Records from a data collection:
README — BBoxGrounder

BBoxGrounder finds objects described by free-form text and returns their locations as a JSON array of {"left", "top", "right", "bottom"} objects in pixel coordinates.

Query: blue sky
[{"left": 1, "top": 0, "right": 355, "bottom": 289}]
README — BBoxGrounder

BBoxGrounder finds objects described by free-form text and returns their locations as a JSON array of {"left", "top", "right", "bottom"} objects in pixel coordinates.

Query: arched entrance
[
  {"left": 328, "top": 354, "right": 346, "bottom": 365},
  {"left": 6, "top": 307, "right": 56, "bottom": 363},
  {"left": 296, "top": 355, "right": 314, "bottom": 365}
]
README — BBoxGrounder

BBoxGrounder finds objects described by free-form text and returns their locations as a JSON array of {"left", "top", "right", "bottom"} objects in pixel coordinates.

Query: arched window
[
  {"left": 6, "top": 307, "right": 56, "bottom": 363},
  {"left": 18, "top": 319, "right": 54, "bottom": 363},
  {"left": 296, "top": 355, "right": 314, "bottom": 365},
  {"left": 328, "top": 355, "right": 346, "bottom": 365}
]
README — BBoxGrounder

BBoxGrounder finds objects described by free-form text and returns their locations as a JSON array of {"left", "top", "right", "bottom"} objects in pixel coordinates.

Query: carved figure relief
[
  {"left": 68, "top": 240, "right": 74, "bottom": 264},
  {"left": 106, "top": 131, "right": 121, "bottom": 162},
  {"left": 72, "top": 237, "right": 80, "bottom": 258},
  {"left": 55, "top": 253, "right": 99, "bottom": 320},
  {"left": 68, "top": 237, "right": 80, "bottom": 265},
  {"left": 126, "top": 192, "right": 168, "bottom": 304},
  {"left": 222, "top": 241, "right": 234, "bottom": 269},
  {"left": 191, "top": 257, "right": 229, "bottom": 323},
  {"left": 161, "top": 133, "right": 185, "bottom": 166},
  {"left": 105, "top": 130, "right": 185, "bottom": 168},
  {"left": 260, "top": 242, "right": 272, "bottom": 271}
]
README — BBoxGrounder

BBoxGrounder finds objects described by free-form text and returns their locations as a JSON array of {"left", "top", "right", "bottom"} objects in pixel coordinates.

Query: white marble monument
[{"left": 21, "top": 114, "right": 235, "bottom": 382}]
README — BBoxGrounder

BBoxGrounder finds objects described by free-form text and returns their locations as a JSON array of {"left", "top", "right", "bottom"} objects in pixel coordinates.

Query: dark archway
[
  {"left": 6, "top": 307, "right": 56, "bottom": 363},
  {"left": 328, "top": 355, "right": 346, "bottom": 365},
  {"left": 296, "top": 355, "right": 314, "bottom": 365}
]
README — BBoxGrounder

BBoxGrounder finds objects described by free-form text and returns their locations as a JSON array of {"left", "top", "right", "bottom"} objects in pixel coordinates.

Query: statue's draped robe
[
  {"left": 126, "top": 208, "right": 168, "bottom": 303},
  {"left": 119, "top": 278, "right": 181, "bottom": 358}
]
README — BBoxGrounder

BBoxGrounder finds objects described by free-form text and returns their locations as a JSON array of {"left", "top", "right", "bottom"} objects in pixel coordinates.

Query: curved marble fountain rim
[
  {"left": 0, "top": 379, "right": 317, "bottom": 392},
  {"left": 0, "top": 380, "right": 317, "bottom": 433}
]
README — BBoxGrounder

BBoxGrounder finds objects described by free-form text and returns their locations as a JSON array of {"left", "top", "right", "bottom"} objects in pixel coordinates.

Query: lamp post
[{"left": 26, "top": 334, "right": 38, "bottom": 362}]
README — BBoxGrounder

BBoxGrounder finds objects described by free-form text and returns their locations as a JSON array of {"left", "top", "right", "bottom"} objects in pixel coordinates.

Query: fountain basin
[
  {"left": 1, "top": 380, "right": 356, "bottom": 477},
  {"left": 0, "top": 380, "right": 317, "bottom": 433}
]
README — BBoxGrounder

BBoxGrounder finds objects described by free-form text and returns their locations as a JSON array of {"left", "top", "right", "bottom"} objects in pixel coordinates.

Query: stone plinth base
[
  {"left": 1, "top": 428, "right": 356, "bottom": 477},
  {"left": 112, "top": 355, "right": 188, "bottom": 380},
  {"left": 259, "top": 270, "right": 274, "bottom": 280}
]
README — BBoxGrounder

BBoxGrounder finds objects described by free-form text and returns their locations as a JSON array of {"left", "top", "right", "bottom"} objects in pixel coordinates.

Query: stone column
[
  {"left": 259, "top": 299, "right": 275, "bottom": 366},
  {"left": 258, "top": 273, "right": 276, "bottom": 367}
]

...

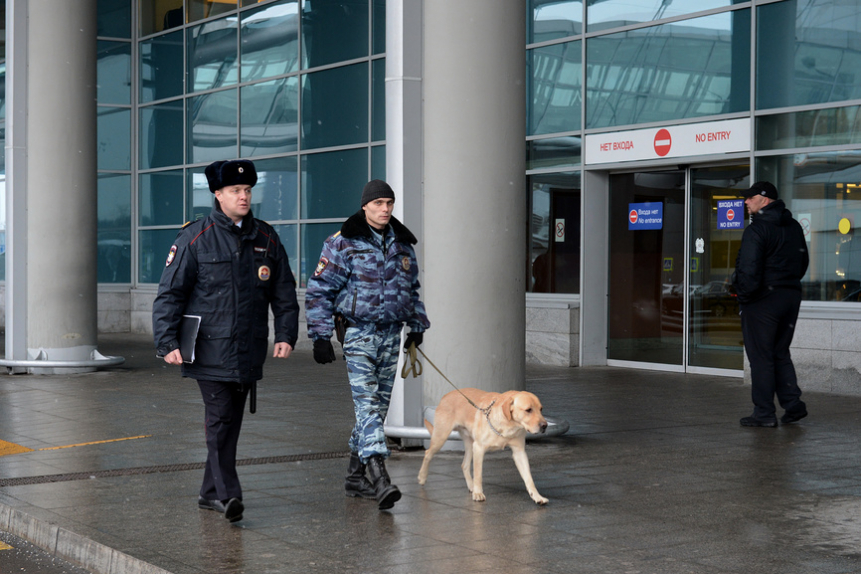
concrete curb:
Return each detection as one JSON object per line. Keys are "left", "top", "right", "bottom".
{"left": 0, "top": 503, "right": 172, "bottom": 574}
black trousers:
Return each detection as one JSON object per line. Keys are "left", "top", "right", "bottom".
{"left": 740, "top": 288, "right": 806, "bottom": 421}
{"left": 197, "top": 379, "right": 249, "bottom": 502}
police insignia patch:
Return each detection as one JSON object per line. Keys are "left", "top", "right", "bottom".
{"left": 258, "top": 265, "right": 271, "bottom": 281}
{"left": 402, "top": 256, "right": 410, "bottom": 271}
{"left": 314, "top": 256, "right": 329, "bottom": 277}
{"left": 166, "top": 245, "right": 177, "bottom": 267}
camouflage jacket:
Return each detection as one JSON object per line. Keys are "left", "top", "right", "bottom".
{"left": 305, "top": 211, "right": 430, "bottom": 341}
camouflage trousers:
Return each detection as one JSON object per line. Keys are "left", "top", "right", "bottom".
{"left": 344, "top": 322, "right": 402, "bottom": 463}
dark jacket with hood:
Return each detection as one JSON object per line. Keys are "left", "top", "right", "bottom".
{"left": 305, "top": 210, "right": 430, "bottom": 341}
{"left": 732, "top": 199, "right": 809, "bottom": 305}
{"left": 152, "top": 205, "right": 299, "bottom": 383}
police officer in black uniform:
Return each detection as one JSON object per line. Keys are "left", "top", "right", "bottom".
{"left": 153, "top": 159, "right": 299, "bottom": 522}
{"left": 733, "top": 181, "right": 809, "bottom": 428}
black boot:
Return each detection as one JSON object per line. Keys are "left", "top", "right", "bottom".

Work required:
Return each line of the data that contains the string "camouflage".

Solution to this task:
camouflage jacket:
camouflage trousers:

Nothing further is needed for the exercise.